Entries drawn from a collection:
• • • •

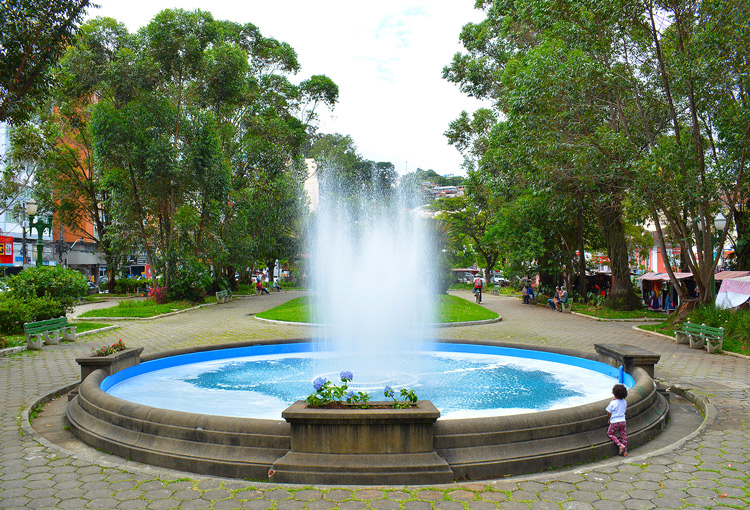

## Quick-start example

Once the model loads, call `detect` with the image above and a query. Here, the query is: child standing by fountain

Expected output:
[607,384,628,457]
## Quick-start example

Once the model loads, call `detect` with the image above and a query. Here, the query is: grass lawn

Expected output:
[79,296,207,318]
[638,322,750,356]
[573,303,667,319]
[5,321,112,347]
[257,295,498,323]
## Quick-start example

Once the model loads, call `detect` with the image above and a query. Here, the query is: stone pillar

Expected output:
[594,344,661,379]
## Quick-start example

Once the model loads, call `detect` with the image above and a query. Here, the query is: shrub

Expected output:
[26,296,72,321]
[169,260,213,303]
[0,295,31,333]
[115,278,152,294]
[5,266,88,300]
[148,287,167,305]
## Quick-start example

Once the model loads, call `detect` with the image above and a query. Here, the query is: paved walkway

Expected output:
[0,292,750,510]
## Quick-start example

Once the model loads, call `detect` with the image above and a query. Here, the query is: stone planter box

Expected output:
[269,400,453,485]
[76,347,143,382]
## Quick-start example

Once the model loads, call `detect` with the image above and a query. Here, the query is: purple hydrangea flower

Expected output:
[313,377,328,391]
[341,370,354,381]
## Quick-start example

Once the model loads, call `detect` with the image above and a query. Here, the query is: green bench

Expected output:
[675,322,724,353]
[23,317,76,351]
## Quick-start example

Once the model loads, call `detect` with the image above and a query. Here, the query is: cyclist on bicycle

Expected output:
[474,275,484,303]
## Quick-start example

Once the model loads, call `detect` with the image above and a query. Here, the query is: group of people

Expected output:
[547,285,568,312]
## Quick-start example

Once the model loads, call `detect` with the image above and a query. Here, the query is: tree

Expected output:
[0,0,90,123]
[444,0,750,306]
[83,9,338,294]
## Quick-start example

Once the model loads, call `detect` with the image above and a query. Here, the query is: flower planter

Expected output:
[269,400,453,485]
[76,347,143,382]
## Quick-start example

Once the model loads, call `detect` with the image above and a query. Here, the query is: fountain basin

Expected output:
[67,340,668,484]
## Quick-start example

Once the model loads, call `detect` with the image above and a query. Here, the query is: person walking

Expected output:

• • • •

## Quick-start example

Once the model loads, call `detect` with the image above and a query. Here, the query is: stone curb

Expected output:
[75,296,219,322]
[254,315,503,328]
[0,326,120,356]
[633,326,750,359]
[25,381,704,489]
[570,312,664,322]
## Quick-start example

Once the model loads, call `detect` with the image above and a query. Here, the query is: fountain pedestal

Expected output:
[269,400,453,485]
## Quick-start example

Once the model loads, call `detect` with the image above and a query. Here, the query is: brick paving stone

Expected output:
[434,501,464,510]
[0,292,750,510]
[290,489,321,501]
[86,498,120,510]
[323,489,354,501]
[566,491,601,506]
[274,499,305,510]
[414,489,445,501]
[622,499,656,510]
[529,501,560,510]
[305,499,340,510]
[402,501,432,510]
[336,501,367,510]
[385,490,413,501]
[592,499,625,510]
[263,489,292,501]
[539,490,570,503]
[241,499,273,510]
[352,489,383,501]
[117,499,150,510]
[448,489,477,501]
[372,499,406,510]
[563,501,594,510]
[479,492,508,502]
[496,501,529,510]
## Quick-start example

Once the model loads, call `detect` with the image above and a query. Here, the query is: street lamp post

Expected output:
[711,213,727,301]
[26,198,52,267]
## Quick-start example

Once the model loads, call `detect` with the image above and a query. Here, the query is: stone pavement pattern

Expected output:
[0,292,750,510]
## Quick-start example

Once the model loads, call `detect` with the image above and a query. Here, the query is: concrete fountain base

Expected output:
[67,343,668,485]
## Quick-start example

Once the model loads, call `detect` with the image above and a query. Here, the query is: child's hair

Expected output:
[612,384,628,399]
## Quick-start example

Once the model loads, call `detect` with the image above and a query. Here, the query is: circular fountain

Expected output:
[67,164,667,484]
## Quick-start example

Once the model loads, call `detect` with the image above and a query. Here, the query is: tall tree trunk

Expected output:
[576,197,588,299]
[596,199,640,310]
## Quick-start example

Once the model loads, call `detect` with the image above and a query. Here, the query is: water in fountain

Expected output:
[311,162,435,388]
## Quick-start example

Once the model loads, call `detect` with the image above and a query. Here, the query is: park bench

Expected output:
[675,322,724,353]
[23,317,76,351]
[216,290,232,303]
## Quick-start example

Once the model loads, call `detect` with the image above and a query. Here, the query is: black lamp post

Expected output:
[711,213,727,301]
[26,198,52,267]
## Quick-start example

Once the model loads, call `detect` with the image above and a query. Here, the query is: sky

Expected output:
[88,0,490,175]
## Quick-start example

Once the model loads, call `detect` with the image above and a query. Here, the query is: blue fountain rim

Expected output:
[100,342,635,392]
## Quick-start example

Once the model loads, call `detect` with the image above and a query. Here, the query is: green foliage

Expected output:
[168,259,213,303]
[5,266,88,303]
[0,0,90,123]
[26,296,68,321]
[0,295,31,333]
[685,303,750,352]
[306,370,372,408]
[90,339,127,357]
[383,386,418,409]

• • • •

WRITTEN TASK
Locate every line in the records that contains the word "child" and copy each of those lines.

RESPONSE
Once the model loads, call `detect` with the image above and a query. Here, the query is: child standing by fountain
Once the model loads, call `detect` with the image above and a query. Here, the query is: child's hair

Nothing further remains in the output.